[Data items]
________________________

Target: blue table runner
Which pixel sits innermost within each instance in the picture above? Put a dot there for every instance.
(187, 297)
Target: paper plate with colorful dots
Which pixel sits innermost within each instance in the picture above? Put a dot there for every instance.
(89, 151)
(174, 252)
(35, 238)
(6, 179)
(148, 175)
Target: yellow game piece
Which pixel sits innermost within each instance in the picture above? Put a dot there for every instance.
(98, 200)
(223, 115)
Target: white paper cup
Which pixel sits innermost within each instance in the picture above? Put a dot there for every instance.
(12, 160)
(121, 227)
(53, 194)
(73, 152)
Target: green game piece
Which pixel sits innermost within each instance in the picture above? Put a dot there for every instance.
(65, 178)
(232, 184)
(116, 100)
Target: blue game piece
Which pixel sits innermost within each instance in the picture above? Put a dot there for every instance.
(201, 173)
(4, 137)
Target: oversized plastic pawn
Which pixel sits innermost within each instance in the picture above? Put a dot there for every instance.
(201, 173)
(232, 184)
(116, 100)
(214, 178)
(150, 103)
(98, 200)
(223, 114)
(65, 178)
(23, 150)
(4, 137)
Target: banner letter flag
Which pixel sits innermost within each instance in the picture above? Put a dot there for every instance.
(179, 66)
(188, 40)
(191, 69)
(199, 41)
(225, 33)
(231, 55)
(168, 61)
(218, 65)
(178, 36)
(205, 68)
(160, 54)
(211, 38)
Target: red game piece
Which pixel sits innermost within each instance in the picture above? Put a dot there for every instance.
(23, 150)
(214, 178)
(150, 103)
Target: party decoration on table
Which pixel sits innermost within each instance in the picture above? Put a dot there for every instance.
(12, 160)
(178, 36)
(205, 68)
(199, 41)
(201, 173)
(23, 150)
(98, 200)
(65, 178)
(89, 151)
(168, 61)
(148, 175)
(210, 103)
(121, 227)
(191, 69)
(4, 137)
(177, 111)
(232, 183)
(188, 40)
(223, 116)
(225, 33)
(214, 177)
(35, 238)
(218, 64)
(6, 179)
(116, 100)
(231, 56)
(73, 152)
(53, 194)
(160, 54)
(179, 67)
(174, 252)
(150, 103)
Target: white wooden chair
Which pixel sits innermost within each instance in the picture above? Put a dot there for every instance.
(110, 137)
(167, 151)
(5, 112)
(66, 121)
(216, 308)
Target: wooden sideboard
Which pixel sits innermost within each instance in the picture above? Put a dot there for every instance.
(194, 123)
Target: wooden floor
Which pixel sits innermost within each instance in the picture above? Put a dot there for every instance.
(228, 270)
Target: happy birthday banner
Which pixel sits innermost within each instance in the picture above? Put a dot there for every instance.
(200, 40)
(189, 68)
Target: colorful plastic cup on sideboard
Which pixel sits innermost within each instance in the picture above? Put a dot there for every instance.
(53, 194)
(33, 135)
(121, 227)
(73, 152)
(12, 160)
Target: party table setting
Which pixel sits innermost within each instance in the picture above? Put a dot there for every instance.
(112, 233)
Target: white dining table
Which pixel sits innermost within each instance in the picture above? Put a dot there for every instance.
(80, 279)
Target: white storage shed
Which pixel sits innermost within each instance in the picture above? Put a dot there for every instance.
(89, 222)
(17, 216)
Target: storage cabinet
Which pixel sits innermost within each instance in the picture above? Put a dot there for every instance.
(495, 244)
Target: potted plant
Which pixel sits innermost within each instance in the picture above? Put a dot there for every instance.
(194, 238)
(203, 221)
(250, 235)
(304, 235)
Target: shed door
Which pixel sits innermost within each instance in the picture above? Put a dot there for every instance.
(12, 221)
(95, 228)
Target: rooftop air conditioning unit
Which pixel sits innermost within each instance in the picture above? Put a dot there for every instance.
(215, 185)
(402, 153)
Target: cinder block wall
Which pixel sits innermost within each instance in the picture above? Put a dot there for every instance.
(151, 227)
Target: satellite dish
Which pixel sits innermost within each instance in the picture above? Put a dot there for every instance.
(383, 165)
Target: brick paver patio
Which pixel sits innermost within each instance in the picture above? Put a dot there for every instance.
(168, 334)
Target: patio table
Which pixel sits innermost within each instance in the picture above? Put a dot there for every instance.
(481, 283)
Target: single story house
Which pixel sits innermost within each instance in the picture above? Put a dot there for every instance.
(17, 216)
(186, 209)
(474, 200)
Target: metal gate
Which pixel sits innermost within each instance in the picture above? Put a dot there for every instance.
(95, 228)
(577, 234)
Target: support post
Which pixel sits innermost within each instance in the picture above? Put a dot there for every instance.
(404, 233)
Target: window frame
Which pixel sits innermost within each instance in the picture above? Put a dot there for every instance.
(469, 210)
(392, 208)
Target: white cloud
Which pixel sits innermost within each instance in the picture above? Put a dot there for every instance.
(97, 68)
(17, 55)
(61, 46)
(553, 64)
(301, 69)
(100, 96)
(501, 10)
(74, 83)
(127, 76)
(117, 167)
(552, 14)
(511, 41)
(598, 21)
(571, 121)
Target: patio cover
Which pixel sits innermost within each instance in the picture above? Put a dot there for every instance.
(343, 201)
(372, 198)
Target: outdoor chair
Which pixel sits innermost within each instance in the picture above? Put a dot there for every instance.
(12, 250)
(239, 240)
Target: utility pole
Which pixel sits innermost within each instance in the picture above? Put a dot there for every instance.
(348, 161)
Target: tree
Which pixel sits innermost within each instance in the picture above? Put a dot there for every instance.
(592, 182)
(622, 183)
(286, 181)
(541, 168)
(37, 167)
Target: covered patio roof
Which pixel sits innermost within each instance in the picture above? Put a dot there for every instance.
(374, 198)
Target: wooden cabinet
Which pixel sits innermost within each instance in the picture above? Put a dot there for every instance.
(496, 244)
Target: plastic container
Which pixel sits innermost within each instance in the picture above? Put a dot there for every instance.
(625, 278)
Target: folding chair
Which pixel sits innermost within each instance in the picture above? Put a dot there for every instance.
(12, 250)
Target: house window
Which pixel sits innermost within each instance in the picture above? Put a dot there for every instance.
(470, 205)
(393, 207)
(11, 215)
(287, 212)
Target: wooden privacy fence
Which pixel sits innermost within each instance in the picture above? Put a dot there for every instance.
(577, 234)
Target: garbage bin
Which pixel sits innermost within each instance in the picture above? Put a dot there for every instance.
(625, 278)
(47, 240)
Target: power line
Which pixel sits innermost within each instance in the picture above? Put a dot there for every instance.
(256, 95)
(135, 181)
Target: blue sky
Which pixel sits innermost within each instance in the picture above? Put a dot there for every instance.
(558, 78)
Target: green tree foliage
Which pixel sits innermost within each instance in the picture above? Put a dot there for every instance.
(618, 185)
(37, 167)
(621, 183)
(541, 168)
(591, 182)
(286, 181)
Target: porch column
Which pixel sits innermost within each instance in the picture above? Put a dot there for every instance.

________________________

A verbatim copy of all the records is required. Write it out in full.

Target: blue table runner
Which pixel sits innermost within each instance in the picture above? Put a dot there for every instance.
(187, 297)
Target: paper plate with colorful dots
Which pixel sits innermost within each instance in the picture above? Put a dot there for every instance.
(89, 151)
(174, 252)
(35, 238)
(6, 179)
(148, 175)
Target: yellow game piece
Which pixel sits innermost within each instance in the picture above? Put a dot there for every instance.
(98, 200)
(223, 115)
Target: white paper cup
Which pixel sits innermost within each instance in the picture above? Put a dot there for every instance.
(12, 160)
(121, 227)
(53, 194)
(73, 152)
Target: green game piece
Which pixel sits innermost within each instance in the picture above? Put a dot there for every instance.
(65, 178)
(232, 184)
(116, 100)
Target: blue game piece
Which pixel sits innermost within each instance in the picture above? Put a dot there for every instance.
(201, 173)
(4, 137)
Target: oversized plastic pawn
Which pixel sits innermost within each instance in the picture above? Put a dot there for every instance.
(201, 173)
(232, 184)
(116, 100)
(214, 178)
(150, 103)
(98, 200)
(223, 114)
(65, 178)
(23, 150)
(4, 137)
Target: banner letter flag
Which pixel sits innermost within each instance in the picture above? Put a dot there for every instance.
(179, 66)
(188, 40)
(191, 69)
(199, 41)
(225, 33)
(231, 55)
(168, 61)
(218, 65)
(178, 36)
(205, 68)
(160, 54)
(211, 38)
Target: red game piece
Which pixel sits innermost within each instance in the picture above? Put a dot there for every instance.
(23, 150)
(214, 178)
(150, 103)
Target: party decoration on table
Which pixel sits innermost within each instance in the picture above? Put a dot there for every instance.
(12, 160)
(178, 36)
(205, 68)
(199, 41)
(201, 173)
(23, 150)
(98, 200)
(65, 178)
(89, 151)
(168, 61)
(148, 175)
(210, 103)
(121, 227)
(191, 69)
(4, 137)
(177, 111)
(232, 183)
(188, 40)
(223, 116)
(225, 33)
(214, 177)
(35, 238)
(218, 64)
(6, 179)
(116, 100)
(231, 56)
(73, 152)
(53, 194)
(160, 54)
(179, 67)
(174, 252)
(150, 103)
Target: white wooden chair
Which pixel sits innermost within each instance in the picture above? Put a dot there for every instance.
(110, 137)
(167, 151)
(5, 112)
(66, 121)
(216, 308)
Target: wooden sideboard
Which pixel sits innermost within each instance in the picture above? Put a dot there for every instance.
(194, 123)
Target: wooden floor
Which pixel sits innermost within each instance in the picture above? Put a dot there for every instance.
(228, 270)
Target: happy birthday banner
Which pixel sits innermost within each instance in the picture above? Put a dot there for every instance.
(200, 40)
(189, 68)
Target: colorful plastic cup on sideboard
Which pixel sits innermost within each instance in the picture above? Put a dot there for every instance.
(53, 194)
(33, 135)
(121, 227)
(73, 152)
(12, 160)
Target: party table setting
Which pixel sits innermost within each instance in the picture above? Put a dot there for every instance.
(112, 233)
Target: white dining table
Which pixel sits innermost within each instance in the picture above? Put a dot there for every instance.
(80, 279)
Target: white storage shed
Which pixel sits innermost within each instance in the picture above? Put a dot there for every instance.
(89, 222)
(17, 216)
Target: storage cabinet
Which pixel sits innermost within each instance in the picture above? Put a dot there for every instance.
(495, 244)
Target: potted plant
Which pixel sits innermost within each instance in the picture above? Put a dot there for every instance.
(194, 238)
(203, 221)
(250, 235)
(304, 235)
Target: shed door
Which pixel sits innermost within each instance in the picture above? Put a dot there for every instance.
(12, 221)
(95, 228)
Target: rooftop air conditioning unit
Which pixel sits innermost within each instance in the picture above? Put a dot there for every instance.
(215, 185)
(402, 153)
Target: cinder block wall
Which pixel sits innermost within each instance in the picture above? Put a dot there for every instance.
(151, 227)
Target: satellite dish
Which pixel sits innermost within each instance in the picture above? Put a dot there for every instance.
(383, 165)
Target: brick paver patio
Which pixel sits innermost within each instance in the picture above? Put a dot there for every instance.
(168, 334)
Target: patio table
Which pixel sits innermost within each instance in the picture above? Put a dot there for every instance.
(481, 283)
Target: single story house
Which pixel sits innermost within each instance in the picture above? Put a dot there for every instance.
(17, 216)
(186, 209)
(474, 200)
Target: metal gate
Which pixel sits innermost within each instance in the picture above? Put a dot there for every instance.
(95, 228)
(577, 234)
Target: support post
Which pixel sits innermost within each instance in the picture above? Put a dot there for every instance.
(404, 233)
Target: window frame
Which pixel sits innermost within each instance in the picture above? Put a dot there for every instance.
(469, 210)
(392, 208)
Target: white cloud
Which pixel sits innermost within each instance in the picture above? Put a dot there for every instance.
(97, 68)
(17, 55)
(61, 46)
(553, 64)
(301, 69)
(100, 96)
(501, 10)
(74, 83)
(127, 76)
(117, 167)
(552, 14)
(511, 41)
(598, 21)
(571, 121)
Target: patio cover
Which pixel sits innermost within each instance in the picture above? Put a dot there for every instance.
(343, 201)
(372, 198)
Target: outdoor chair
Which pixel sits innermost within each instance in the picture above? Put a dot there for every instance.
(12, 250)
(239, 240)
Target: utility pole
Which pixel sits innermost within each instance in the picture above? Put a dot there for every instance.
(348, 161)
Target: tree
Which pixel sits innermost within each instance in the picture above? Put a dot there for every instance.
(592, 182)
(622, 183)
(286, 181)
(541, 168)
(37, 167)
Target: covered patio roof
Which pixel sits innermost within each instance in the picture above? Put a dot there for every instance.
(374, 198)
Target: wooden cabinet
Which pixel sits innermost within each instance in the picture above? Put a dot there for every instance.
(496, 244)
Target: plastic container
Which pixel sits innermost within each instance in the picture above? Put a dot there for every instance.
(625, 278)
Target: folding chair
Which pixel sits innermost within each instance in the picture above? Put a dot there for every instance.
(12, 250)
Target: house window
Which pixel sits innermost within each instance in the picture above? Put a dot there for every instance.
(470, 205)
(393, 207)
(11, 215)
(287, 212)
Target: wooden privacy fence
Which pixel sits innermost within each instance in the picture above? Put a dot there for every instance.
(577, 234)
Target: garbage bin
Which pixel sits innermost within each instance in the picture above? Put a dot there for every instance.
(625, 278)
(47, 240)
Target: power line
Which pixel sits innermost within each instance in the picture above? Put a dot there for every instance.
(256, 95)
(135, 181)
Target: blue sky
Which pixel sits innermost within each instance in the picture above? Put a dot there for every instance.
(558, 78)
Target: green tree foliage
Which pixel sits innermost within each instance in the picture above? Put a dot there for every instance.
(618, 185)
(37, 167)
(621, 183)
(541, 168)
(591, 182)
(286, 181)
Target: porch column
Which pixel sits innermost within each instance in the picture above? Put a dot there for every instance.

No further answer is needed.